REQUIRED WORK: Set out every line of the items below as a numbered list, leaving out the blank lines.

— start of DATA SUPPLIED —

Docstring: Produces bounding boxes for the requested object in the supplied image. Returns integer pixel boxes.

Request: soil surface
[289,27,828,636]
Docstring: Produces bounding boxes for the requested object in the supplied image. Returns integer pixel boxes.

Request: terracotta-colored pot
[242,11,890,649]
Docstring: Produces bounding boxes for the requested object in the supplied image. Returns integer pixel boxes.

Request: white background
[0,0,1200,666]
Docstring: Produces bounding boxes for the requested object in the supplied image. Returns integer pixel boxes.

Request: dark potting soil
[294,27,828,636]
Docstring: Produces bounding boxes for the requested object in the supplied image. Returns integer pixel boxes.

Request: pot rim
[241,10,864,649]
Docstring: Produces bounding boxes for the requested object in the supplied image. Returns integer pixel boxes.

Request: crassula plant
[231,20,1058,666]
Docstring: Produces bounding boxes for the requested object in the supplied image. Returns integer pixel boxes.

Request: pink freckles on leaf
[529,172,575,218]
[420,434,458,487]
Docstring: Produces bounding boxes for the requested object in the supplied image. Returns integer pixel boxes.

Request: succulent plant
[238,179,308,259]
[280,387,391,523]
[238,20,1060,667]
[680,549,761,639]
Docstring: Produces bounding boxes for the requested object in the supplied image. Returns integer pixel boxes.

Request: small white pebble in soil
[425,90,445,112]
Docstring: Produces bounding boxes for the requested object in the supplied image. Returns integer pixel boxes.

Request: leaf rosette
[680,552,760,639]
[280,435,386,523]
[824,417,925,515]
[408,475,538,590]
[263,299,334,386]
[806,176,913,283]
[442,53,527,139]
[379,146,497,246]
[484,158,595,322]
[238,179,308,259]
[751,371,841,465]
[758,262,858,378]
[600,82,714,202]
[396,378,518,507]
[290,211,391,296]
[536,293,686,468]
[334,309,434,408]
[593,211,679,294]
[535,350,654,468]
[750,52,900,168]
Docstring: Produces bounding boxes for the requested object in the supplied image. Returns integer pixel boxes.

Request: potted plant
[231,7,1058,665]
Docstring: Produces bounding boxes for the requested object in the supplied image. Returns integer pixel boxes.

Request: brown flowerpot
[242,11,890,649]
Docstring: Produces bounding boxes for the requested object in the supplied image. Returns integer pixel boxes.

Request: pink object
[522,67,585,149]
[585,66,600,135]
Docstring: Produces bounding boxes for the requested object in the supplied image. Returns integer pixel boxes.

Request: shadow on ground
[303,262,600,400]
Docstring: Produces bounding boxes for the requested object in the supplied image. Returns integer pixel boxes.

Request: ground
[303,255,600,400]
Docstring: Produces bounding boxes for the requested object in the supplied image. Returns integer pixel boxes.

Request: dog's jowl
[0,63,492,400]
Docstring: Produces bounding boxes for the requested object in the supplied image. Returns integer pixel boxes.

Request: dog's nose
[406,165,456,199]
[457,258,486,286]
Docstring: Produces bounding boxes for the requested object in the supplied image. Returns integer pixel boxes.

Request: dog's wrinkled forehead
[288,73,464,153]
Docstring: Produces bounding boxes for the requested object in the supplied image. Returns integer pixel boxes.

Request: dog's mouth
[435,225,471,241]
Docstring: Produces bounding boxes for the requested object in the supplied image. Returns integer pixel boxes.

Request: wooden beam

— end of DATA SUPPLIED —

THE OUTPUT:
1. Docstring: Produces bounding boxes for the requested object in the supplied image. Returns integer pixel boxes.
2. Request: soil surface
3. [289,27,828,636]
4. Docstring: Produces bounding boxes for the requested object in the supplied image. Returns integer pixel boxes.
5. Request: terracotta-colored pot
6. [242,11,890,649]
7. Docstring: Produces bounding boxes for the requested object in the supplied image. Returns integer pixel boxes.
8. Request: white background
9. [0,0,1200,666]
10. Docstring: Produces bounding boxes for the requested object in the supplied image. Returns integer pixel boxes.
11. Request: dark potting soil
12. [294,27,828,636]
13. Docstring: Produces bounding boxes for the requested object in the supplied image. Returns integer pixel boxes.
14. Request: pot rim
15. [241,10,864,649]
16. Docstring: Produces bounding boxes for the requested object in the supplied image. Returns integer pixel boxes.
17. Request: crassula plant
18. [231,20,1058,666]
19. Docstring: Produces bounding boxes for the requested object in the supplied image. Returns integer pixel boxes.
20. Request: pink freckles on leaf
21. [529,172,575,218]
22. [420,434,458,487]
23. Docstring: Produces bounding boxes for the requested object in the supplied image. Returns integer pixel boxes.
24. Request: succulent plant
25. [238,179,308,259]
26. [280,387,391,523]
27. [238,20,1060,667]
28. [680,549,761,639]
29. Docstring: Produces bounding boxes for the requested object in the supplied image. Returns integer pixel boxes.
30. Request: small white pebble in soil
31. [425,90,445,112]
32. Docstring: Produces bounding boxes for the requested object in the supplied image. Returns integer pixel boxes.
33. Request: leaf rosette
34. [680,552,760,639]
35. [280,435,386,523]
36. [824,417,925,515]
37. [408,475,538,590]
38. [263,299,334,386]
39. [806,176,913,283]
40. [442,53,527,139]
41. [379,146,497,246]
42. [484,158,595,322]
43. [238,179,308,259]
44. [751,371,841,465]
45. [758,262,858,378]
46. [600,82,714,202]
47. [396,378,518,507]
48. [290,211,391,296]
49. [536,293,686,468]
50. [334,309,434,408]
51. [593,211,679,294]
52. [535,350,654,468]
53. [750,52,900,168]
54. Docstring: Produces bounding boxes for the requested object in the supplied image. Returns integer pixel boxes.
55. Request: potted plant
56. [231,7,1058,665]
57. Docstring: Produces bounding boxes for the requested object in the supplied image. Returns integer pixel boxes.
58. Request: brown flowerpot
59. [242,11,890,649]
60. Docstring: Produces bounding boxes for the requested object in the supplied image. Returns integer pixel boxes.
61. Request: pink object
62. [522,67,585,149]
63. [585,66,600,135]
64. Docstring: Produces bounding boxes for the requested object in the supplied image. Returns integer pixel boxes.
65. Request: shadow on ground
66. [303,262,600,400]
67. Docstring: Produces bounding boxes for the requested object in the supplied image. Returns integer pixel boxes.
68. Request: ground
69. [303,255,600,400]
70. Docstring: Produces bounding boxes for the requested object in the supplied image. Returns integer pixel boxes.
71. Request: dog's jowl
72. [0,63,492,400]
73. Docstring: Produces bounding boxes for the requested object in the supplied image. Returns integer pixel boxes.
74. Request: dog's nose
75. [406,165,456,199]
76. [457,258,486,286]
77. Docstring: Produces bounding boxes for the requested object in the supplied image. Returns integer pixel boxes.
78. Request: dog's wrinkled forehead
79. [288,73,464,153]
80. Docstring: Produces bounding boxes for the requested object in the supplied image. Returns integer pixel boxes.
81. Request: dog's mouth
82. [435,225,471,241]
83. Docstring: Produces bounding boxes for the requested object in the supplied image. Returns integer pixel boxes.
84. Request: wooden beam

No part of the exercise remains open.